▶ **Your task**:
Can you retype, word for word, the rows from the very start through the line containing "M265 49L265 10L224", with that line included?
%%
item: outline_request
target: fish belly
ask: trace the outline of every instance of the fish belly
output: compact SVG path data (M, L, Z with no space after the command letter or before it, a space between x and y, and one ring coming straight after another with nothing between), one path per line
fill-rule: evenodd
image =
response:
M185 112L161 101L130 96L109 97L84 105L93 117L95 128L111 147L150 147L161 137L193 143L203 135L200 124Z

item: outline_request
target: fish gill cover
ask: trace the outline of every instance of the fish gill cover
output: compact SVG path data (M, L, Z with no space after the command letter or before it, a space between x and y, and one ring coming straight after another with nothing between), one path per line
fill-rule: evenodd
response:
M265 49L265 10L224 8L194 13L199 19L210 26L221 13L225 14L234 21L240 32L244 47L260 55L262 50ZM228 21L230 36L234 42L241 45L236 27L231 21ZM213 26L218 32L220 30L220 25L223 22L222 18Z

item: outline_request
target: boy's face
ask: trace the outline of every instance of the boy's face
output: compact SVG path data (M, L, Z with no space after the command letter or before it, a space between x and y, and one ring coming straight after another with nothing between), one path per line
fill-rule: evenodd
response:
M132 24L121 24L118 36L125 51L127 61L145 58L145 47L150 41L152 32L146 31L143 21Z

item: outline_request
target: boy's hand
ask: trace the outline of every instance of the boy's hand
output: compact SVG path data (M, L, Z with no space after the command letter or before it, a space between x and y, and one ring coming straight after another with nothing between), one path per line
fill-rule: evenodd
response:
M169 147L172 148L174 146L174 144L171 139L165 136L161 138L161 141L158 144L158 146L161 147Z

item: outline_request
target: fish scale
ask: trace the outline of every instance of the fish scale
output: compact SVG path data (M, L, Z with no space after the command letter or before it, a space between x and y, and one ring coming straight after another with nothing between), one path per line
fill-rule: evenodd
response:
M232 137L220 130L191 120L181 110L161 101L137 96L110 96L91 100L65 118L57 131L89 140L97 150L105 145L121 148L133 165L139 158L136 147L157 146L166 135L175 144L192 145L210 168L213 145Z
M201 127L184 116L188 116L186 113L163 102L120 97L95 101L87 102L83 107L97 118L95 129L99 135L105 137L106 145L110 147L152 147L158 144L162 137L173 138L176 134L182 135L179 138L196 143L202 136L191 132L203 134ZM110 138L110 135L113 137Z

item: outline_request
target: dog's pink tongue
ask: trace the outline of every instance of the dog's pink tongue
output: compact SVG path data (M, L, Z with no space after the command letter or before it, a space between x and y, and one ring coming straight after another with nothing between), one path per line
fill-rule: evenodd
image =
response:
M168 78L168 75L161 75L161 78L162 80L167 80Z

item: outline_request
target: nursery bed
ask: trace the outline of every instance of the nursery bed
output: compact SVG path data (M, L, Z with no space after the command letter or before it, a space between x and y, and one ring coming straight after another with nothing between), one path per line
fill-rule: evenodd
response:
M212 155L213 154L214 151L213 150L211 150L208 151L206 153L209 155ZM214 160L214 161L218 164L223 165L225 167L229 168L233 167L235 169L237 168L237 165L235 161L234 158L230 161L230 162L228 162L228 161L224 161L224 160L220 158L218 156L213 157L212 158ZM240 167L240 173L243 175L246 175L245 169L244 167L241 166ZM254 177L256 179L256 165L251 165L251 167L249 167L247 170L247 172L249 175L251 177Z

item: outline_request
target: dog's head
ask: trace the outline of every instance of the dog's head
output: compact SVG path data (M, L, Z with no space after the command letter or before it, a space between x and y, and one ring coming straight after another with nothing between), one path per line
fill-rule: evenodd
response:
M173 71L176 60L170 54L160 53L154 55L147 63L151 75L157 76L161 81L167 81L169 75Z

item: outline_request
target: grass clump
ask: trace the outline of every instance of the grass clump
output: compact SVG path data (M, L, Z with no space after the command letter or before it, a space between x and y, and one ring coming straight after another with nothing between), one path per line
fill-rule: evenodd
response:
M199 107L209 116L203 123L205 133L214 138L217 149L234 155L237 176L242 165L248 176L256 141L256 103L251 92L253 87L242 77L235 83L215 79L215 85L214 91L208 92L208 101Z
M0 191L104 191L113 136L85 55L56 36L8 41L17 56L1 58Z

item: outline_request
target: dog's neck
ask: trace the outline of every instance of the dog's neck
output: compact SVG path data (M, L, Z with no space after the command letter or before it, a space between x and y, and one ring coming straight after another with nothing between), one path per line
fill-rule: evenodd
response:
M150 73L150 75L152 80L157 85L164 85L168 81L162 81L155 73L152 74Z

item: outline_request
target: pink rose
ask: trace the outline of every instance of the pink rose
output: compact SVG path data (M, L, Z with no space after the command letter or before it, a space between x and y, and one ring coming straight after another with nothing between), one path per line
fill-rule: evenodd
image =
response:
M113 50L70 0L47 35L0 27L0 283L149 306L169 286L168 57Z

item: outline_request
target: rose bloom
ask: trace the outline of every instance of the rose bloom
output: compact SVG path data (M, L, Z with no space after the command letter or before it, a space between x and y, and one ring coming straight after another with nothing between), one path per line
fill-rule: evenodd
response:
%%
▶ **Complete output**:
item: outline_request
target: fish belly
ask: trace the outline of every instance of the fish belly
output: compact SVG path data (M, L, Z with no space after the command letter or before it, a space between x and y, and one ring coming straight after another with nothing between), one path per line
fill-rule: evenodd
image =
response:
M185 112L161 101L130 96L109 97L84 105L93 117L95 128L111 147L150 147L161 137L193 143L203 135L200 124Z

item: outline_request
target: fish gill cover
ask: trace the outline of every instance of the fish gill cover
output: compact SVG path data (M, L, Z with no space after the command letter or before it, a space between x and y, and one ring coming straight after another with nothing between), one path per line
fill-rule: evenodd
response:
M265 49L265 10L224 8L194 13L199 19L210 26L221 13L225 14L234 21L240 32L244 47L260 55L262 50ZM228 21L230 36L234 42L241 45L236 27L231 21ZM213 26L218 32L220 30L220 25L223 22L222 18Z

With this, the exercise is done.